(WRITTEN EXERCISE)
Update the entries below so that each "Pinpoint" reads "Locate" instead, and keep every other part of the lines unchanged.

(GIVEN RECORDS)

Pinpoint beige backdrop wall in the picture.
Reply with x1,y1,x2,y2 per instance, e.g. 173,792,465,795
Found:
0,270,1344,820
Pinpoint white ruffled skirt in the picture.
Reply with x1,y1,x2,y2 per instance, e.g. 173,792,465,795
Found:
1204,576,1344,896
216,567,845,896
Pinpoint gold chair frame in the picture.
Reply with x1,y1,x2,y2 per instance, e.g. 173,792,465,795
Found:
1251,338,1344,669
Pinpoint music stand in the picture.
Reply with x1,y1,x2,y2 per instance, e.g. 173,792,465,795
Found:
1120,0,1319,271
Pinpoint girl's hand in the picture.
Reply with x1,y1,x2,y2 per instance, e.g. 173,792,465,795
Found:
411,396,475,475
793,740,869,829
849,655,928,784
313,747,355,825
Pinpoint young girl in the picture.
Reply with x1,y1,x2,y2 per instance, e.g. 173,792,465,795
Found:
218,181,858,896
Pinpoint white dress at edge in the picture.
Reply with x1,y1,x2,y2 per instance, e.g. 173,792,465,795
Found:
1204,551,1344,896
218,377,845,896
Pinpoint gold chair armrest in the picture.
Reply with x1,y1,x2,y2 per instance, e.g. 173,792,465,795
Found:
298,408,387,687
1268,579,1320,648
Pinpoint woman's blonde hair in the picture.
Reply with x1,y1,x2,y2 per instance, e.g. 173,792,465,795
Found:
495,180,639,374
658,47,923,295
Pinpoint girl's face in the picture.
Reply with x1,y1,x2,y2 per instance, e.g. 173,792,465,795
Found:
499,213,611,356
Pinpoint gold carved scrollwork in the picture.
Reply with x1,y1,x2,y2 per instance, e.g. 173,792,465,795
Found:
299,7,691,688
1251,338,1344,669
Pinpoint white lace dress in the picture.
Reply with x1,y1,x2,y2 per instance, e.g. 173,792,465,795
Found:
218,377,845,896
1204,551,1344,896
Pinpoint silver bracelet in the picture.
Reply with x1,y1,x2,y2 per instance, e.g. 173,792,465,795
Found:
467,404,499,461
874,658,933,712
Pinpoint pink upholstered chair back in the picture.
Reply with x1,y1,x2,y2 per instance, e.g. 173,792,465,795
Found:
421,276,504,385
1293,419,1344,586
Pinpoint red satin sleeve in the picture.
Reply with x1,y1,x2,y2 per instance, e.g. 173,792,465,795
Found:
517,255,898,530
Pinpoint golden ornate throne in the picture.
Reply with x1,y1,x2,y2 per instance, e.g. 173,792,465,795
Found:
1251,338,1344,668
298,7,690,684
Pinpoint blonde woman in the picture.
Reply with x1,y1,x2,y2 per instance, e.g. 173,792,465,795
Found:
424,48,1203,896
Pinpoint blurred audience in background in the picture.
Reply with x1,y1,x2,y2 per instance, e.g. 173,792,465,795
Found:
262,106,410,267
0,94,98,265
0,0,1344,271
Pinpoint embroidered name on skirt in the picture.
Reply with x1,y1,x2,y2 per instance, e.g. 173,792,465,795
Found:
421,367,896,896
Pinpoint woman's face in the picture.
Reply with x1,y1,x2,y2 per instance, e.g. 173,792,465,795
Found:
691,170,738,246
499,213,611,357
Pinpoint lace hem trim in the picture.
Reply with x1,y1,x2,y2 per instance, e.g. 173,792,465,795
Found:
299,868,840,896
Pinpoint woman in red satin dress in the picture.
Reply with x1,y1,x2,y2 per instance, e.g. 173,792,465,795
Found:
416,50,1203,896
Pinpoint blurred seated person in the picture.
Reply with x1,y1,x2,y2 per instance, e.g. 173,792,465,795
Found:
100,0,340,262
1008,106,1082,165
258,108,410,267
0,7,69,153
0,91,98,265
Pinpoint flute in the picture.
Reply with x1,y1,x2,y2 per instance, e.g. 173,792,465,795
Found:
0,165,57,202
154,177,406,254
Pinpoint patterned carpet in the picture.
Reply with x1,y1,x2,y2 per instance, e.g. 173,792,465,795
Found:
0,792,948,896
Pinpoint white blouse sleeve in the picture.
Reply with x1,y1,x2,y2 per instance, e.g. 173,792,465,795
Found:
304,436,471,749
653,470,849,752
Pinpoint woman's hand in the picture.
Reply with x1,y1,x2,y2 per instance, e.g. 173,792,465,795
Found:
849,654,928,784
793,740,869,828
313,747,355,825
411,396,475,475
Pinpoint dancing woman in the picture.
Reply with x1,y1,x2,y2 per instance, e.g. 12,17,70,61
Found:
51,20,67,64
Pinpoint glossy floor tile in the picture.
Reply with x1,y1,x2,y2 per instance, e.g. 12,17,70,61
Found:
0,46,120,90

(TASK ANSWER)
Locate beige backdrop wall in the picture.
Reply with x1,y1,x2,y2 per instance, e.g. 173,792,465,795
Found:
0,270,1344,820
Locate white ruffled skirt in the picture.
Reply with x1,y1,x2,y2 per instance, e.g. 173,792,465,795
Found:
1204,576,1344,896
216,567,845,896
Locate gold chair frame in the picture.
Reply with x1,y1,x2,y2 per instance, e.g. 173,792,465,795
Found:
1251,338,1344,669
Locate music stand in the picture.
Reply with x1,y1,x2,y2 per instance, e.g. 173,792,465,795
Found:
1120,0,1319,271
Locate girl's hand in the picture.
Reply with x1,y1,x2,y2 per instance, e.g. 173,792,465,795
Found:
411,396,475,475
793,740,869,829
849,655,928,784
313,747,355,825
Locate young girl in the picture.
Reply with x1,y1,x2,y2 per instance, e.g. 173,792,465,795
Found:
218,181,858,896
Locate white dress at edge in the picture.
Reply with x1,y1,x2,y2 per instance, e.g. 173,792,465,795
Found:
1204,551,1344,896
218,377,845,896
Locate gold chair armrest in the picture.
Reply with x1,y1,x2,y2 per instance, e.g. 173,792,465,795
Found:
298,408,387,687
1268,579,1320,648
Locate woman's blonde hair in the picture.
Reply with x1,y1,x2,y2 per instance, e.g. 173,792,465,795
Found:
495,180,639,374
658,47,923,295
Locate girl's face in the picture.
Reply with x1,y1,x2,y2 per instance, e.g. 173,792,465,795
Found:
499,213,611,356
Locate gold carved scrollwork in the picture.
Reply with x1,y1,x2,y2 per instance, e.g. 173,792,465,795
Found:
299,7,691,688
1251,338,1344,669
Locate white lace dress in the picture.
Reply with x1,y1,x2,y2 per instance, e.g. 173,792,465,795
Found:
218,377,845,896
1204,551,1344,896
Locate silver bracelet in the picture.
Reply with x1,y1,x2,y2 per instance, e.g. 173,792,465,795
Found:
467,404,499,461
874,658,933,712
Locate pink upholstered chair back in the picture.
Reply with x1,y1,x2,y2 per instance, e.g. 173,792,465,795
Found:
421,276,504,385
1293,419,1344,586
Locate red satin sleeve in the picture.
Reply with x1,y1,x2,y2 per instance, e.g. 173,792,465,795
Found:
517,255,898,530
Locate golden ornate throne in the picture.
Reply with x1,y1,x2,y2 per instance, e.g. 173,792,465,795
Found:
1251,338,1344,668
298,7,690,684
Locate blonde woman in the picture.
Reply with x1,y1,x2,y2 per instance, e.g. 173,792,465,795
Found:
424,48,1203,896
Locate blurred audience in background in the picture.
Reply with x1,y1,x2,y2 per instance, e.g. 173,792,465,795
Found:
262,106,410,267
0,94,98,265
0,0,1344,271
Locate embroidered name on skirt in the picture.
Reply with x1,y1,x2,y2 per instance, e.g. 173,792,465,795
Found:
421,367,896,896
Locate woman's face in the picture.
Reply with x1,y1,x2,y2 per instance, e.g. 173,792,465,795
Found:
691,170,738,246
499,213,611,357
Locate lace hem trim in the picture.
Reply with x1,y1,x2,y2 per instance, e.g. 173,792,465,795
Found:
299,868,840,896
Locate woman in red satin dress in the picture.
Reply with x1,y1,x2,y2 per instance, e.g. 173,792,465,795
Found:
416,50,1203,896
Locate blurred seated person in the picture.
Reply with x1,y1,x2,y2 per instance, e.g. 173,792,465,795
Found:
100,0,340,262
1008,106,1082,165
258,108,410,267
0,7,69,153
0,91,98,265
Locate flute in the picture.
Reply with x1,y1,x2,y2 per instance, e.g. 173,792,465,795
Found:
0,165,57,202
154,177,406,254
Locate patterned carpet in the picture.
Reply with x1,y1,x2,y2 per instance, e.g. 173,792,465,795
Found:
0,792,948,896
Locate white blouse sleeve in the picture.
Reply with x1,y1,x2,y2 per instance, e.g. 173,792,465,795
Found:
304,436,471,749
653,470,849,752
Locate woman's hand in the picture.
Reply with x1,y1,x2,y2 per instance, e.g. 173,792,465,795
Found:
849,654,928,784
793,740,869,828
313,747,355,825
411,396,475,475
Locate dancing woman in the picture.
Reply with x1,y1,x2,y2 per instance, e.g. 12,17,70,61
Found:
51,20,67,64
Locate glossy floor tile in the picture.
Reply with x1,y1,x2,y2 per instance, e.g. 12,17,70,61
Found:
0,46,120,90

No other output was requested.